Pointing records
- - - - -

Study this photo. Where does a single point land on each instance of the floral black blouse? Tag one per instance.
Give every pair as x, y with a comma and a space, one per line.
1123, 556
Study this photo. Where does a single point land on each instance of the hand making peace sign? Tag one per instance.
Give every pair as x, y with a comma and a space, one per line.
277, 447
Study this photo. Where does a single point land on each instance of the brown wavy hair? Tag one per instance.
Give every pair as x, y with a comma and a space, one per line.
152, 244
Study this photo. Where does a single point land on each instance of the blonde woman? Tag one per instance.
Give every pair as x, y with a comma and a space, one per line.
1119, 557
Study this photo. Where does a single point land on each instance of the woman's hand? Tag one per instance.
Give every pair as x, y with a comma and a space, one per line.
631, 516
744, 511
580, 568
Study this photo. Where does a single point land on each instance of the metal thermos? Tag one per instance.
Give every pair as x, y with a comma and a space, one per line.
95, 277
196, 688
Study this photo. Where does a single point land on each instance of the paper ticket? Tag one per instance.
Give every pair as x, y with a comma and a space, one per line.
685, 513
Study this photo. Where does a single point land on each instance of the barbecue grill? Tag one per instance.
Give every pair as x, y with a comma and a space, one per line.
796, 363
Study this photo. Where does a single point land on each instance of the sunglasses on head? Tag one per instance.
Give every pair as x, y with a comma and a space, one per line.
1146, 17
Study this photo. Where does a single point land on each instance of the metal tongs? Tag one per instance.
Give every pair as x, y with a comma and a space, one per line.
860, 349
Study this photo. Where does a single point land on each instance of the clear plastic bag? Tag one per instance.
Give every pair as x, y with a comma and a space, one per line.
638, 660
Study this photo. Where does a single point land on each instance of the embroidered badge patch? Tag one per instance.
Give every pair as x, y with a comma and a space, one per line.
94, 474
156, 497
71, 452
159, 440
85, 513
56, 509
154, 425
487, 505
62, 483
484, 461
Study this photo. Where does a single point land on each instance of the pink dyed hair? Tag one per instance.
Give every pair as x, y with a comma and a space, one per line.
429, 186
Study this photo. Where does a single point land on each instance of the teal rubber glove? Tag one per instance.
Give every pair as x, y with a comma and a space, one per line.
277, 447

- - - - -

» Problem description:
Can you rewrite all the rows above, replacing each "Tag one per instance" with "Mark one point per instance" and leaving everything else unchanged?

» Answer to this problem:
Study this photo. Where does a single point land on each instance of the floral black blouse? Mark one point per instance.
Give every pair as x, y with a comma and a space, one per line.
1123, 556
Study this photo. Where does a single point land on each instance of the hand making peace sign? Mark one point per instance.
Give every pair as x, y with a comma and a space, one per line.
277, 447
Study this photo. Where does a single point land on each instance of the brown wavy hair? Mark one point per instance.
Give every pair as x, y with a comma and a space, one per line.
152, 244
Study this photo. Where does a single point land on each instance of the blonde woman? Mark one point per instance.
Give every pair as x, y with a comma and a space, one per line.
1119, 557
Study this photo. Where does a single point land on each instance of the woman's hand? Mark one point per instance.
Give every pair as x, y with a comma and a space, one per line.
631, 516
744, 511
580, 568
Study this photo. Where does a single point land on each instance of the metal thermos? Mark one point per instance.
Give every pair as x, y with a comma and a space, one per line.
95, 277
196, 688
Study this photo. Where does a single point land on each instance of the paper ticket? Mark one point per instance.
Give every pair as x, y with a comma and a space, one per line.
685, 513
Study this photo. Where does a single point land on each instance of the barbecue grill? Mark one point per instance.
Give every pair as x, y with a comma and a space, one per line.
796, 363
Study this photo. Where does a single point land on each instance of the sunglasses on head? Mark one point per instance.
Give every pair as x, y with a comma and a space, one per line.
1146, 17
Study this photo. Where does a single point land on each instance of the metal tongs? Mark one point per instance.
Give every pair as x, y with a comma and a space, one per line.
860, 349
Study this photo. Where does a single point land on each instance of the clear plastic bag? Mark one point per instance.
Give every pair as x, y with a comma and a space, one per line.
638, 660
Study this photo. Where does a single point land on each instance of the embroidered badge patch? Mark one point per instance.
Give every pair as x, y with a comma and a space, one per line.
94, 474
156, 497
71, 452
159, 440
85, 513
56, 509
154, 425
487, 505
62, 483
484, 461
Study this photo. Where does a single point land on each instance of the pink dyed hair? Mark one point per instance.
Give every pair as x, y with a comma and a space, one per line.
429, 186
Study this photo. Where does a single point land on each instance of the teal rubber glove? Mark one point per instance.
Give every pair as x, y with a comma and a space, one per line.
277, 447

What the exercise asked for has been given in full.